▶ [Written request] Can you convert the stretch of the listing from the line containing "job | pin one point per instance of the blue curtain" through the end of the listing into a JSON list of strings, one string per line, with blank lines left out?

Dataset entries

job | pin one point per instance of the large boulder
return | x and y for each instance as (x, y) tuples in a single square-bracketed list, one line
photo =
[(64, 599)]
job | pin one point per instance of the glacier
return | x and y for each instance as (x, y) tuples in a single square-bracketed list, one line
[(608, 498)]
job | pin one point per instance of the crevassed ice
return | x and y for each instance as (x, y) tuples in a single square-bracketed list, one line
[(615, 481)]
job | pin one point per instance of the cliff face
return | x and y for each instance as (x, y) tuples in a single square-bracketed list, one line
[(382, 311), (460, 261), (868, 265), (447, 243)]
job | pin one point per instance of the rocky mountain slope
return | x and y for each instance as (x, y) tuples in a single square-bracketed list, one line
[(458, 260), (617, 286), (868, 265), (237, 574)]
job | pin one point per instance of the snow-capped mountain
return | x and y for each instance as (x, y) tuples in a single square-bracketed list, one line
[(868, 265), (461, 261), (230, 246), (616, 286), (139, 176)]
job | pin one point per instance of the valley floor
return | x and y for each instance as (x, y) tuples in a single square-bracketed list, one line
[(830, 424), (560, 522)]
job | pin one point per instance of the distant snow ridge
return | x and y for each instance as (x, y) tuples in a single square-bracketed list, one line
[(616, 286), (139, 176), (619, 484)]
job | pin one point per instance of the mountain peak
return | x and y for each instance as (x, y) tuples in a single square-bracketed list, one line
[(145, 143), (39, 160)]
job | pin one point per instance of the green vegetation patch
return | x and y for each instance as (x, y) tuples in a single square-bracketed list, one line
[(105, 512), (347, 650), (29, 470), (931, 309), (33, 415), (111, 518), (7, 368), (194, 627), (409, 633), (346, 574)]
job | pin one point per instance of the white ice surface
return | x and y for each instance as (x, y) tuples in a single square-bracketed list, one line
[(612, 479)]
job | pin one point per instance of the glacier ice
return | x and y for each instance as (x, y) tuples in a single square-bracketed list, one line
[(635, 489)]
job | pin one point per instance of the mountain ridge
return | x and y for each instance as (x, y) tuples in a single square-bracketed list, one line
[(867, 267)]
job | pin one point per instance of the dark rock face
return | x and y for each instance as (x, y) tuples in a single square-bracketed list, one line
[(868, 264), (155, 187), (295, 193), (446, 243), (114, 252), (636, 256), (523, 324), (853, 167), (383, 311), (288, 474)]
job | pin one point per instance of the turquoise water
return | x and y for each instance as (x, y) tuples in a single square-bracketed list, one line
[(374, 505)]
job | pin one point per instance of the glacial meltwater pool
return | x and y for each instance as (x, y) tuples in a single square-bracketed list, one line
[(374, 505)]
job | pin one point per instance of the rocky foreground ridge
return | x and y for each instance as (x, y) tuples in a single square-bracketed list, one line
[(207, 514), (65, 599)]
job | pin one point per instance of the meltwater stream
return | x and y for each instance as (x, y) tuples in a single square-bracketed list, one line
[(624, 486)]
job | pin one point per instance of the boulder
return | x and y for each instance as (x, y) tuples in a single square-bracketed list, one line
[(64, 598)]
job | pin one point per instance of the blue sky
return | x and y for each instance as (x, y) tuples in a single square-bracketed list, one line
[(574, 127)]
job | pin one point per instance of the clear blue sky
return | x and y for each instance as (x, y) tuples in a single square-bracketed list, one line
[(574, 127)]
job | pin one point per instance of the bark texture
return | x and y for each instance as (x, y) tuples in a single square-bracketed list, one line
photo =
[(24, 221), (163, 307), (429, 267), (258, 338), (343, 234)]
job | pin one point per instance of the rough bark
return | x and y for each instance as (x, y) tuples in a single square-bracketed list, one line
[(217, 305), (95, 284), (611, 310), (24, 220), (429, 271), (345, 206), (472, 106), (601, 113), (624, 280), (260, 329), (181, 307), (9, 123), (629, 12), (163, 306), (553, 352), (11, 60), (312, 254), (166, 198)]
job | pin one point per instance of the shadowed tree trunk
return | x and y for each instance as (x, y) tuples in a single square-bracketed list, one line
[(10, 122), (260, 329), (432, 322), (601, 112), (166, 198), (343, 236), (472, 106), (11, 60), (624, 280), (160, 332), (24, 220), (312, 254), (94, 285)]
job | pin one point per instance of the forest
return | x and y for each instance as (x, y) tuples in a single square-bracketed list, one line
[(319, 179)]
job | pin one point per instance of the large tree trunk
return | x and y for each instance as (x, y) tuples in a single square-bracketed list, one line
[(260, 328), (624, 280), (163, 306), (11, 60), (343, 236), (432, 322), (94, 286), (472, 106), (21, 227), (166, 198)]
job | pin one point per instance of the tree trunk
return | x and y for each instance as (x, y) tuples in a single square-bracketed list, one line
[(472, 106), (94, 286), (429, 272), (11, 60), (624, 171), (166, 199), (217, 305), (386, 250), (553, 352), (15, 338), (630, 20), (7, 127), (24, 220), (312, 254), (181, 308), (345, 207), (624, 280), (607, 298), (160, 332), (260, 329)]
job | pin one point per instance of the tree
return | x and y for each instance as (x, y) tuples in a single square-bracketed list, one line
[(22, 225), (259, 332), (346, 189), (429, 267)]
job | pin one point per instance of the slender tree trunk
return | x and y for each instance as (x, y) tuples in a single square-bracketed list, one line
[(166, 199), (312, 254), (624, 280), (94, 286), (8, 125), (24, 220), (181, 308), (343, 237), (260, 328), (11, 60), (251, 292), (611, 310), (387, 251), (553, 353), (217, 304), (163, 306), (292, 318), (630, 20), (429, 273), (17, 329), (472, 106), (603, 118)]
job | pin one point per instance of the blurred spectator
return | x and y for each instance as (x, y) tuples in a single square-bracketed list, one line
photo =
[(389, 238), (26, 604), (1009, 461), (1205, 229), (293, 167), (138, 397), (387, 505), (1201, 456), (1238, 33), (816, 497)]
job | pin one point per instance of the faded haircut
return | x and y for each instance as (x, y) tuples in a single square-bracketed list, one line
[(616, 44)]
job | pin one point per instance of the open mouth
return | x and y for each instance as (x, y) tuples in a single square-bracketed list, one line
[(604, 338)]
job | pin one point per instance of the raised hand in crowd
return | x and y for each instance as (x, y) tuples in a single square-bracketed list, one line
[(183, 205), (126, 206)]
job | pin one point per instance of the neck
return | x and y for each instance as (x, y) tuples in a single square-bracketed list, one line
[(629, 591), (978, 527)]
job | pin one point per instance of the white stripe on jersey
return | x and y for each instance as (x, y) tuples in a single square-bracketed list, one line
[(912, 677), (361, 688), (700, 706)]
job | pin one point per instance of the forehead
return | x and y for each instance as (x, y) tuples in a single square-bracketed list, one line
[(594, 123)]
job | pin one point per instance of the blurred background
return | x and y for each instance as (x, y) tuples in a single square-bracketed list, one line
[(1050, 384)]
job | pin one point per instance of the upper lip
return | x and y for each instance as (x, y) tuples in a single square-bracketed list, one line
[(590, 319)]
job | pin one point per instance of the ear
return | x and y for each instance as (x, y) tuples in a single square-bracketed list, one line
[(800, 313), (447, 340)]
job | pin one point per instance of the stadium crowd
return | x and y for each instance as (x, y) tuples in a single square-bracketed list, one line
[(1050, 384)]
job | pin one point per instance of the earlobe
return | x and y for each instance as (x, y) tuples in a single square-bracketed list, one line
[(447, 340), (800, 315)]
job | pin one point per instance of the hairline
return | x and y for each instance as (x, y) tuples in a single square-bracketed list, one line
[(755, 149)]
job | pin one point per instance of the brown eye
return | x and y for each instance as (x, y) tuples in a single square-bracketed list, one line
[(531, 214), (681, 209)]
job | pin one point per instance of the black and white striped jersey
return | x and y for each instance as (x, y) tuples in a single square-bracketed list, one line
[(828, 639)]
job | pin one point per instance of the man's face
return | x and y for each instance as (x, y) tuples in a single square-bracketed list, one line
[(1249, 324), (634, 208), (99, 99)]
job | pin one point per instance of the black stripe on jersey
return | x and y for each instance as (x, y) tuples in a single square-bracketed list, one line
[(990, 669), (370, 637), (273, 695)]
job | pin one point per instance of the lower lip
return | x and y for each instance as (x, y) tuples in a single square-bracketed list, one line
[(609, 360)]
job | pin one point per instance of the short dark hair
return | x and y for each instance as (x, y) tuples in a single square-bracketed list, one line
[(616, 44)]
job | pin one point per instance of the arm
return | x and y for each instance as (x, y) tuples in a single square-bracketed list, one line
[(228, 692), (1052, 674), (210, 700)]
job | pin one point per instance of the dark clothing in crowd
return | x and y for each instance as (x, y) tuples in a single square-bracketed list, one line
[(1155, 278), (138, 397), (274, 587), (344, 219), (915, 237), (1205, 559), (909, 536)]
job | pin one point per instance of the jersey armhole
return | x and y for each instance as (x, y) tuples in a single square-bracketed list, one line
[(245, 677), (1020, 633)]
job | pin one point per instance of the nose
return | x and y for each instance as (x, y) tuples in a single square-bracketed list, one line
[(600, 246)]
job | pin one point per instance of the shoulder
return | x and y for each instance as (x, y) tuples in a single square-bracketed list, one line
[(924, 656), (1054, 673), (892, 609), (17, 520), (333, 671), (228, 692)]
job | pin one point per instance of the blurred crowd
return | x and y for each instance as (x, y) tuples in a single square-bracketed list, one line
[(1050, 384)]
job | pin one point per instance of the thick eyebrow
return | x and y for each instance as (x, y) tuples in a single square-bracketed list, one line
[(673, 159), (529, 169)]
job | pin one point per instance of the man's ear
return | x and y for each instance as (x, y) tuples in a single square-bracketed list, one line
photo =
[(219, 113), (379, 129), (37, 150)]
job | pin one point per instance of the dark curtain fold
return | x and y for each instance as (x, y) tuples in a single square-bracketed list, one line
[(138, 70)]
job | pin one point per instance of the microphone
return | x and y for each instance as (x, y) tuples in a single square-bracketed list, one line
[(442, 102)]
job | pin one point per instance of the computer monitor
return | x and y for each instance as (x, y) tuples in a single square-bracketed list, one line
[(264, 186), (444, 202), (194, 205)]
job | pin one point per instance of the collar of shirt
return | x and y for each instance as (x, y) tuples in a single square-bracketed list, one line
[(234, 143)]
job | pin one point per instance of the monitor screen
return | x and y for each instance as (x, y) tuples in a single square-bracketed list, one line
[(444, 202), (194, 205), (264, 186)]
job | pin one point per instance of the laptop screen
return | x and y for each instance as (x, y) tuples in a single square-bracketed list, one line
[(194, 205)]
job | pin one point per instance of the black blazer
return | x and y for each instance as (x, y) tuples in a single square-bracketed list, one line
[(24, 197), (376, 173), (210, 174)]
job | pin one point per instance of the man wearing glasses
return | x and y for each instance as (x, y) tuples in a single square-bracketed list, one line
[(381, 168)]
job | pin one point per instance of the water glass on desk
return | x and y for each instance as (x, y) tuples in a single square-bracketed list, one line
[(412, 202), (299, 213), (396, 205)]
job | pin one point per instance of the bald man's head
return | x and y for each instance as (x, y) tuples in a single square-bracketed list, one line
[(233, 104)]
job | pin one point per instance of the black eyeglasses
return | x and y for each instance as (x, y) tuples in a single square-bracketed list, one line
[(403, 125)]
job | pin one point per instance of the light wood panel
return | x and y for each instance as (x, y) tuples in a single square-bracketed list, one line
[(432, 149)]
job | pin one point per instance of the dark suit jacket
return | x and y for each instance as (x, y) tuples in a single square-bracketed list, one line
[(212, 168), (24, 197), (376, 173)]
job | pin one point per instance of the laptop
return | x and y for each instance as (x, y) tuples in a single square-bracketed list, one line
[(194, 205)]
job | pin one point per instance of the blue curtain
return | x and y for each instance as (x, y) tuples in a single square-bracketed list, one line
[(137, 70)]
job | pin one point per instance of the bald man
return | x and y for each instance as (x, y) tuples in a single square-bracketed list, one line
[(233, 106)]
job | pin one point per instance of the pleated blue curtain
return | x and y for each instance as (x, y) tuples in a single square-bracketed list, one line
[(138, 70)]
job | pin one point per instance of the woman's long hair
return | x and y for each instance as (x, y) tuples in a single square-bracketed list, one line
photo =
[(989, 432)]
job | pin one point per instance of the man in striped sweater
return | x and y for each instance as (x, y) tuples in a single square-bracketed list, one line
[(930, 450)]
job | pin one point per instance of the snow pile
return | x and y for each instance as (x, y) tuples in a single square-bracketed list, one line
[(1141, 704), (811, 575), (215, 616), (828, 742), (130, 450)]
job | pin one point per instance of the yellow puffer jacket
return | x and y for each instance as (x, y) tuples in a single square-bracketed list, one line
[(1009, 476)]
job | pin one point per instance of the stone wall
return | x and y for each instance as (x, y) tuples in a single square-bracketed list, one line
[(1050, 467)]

▶ [Reply to the exercise]
[
  "job | pin one point per instance of the blue curtain",
  "return | x and y for each instance as (x, y) tuples in a single square-bracketed list, one line",
  "[(137, 70)]",
  "job | pin one point per instance of the bald man",
  "return | x and y for each instance as (x, y) tuples in a single square-bracketed list, one line",
  "[(233, 106)]",
  "job | pin one point per instance of the pleated blue curtain",
  "return | x and y for each instance as (x, y) tuples in a single square-bracketed list, one line",
  "[(138, 70)]",
  "job | pin one point per instance of the woman's long hair",
  "return | x and y for each instance as (x, y) tuples in a single square-bracketed list, one line",
  "photo =",
  "[(989, 432)]",
  "job | pin one point per instance of the man in striped sweater",
  "return | x and y for each instance as (x, y) tuples in a single square-bracketed list, one line",
  "[(930, 450)]",
  "job | pin one point per instance of the snow pile",
  "return | x and y for each instance as (x, y) tuples in a single square-bracketed list, one line",
  "[(1141, 704), (811, 575), (215, 616), (828, 742), (130, 450)]",
  "job | pin one point per instance of the yellow puffer jacket",
  "return | x and y for each instance as (x, y) tuples in a single square-bracketed list, one line",
  "[(1009, 476)]",
  "job | pin one point per instance of the stone wall",
  "return | x and y for each instance as (x, y) tuples in a single square-bracketed list, one line",
  "[(1050, 467)]"
]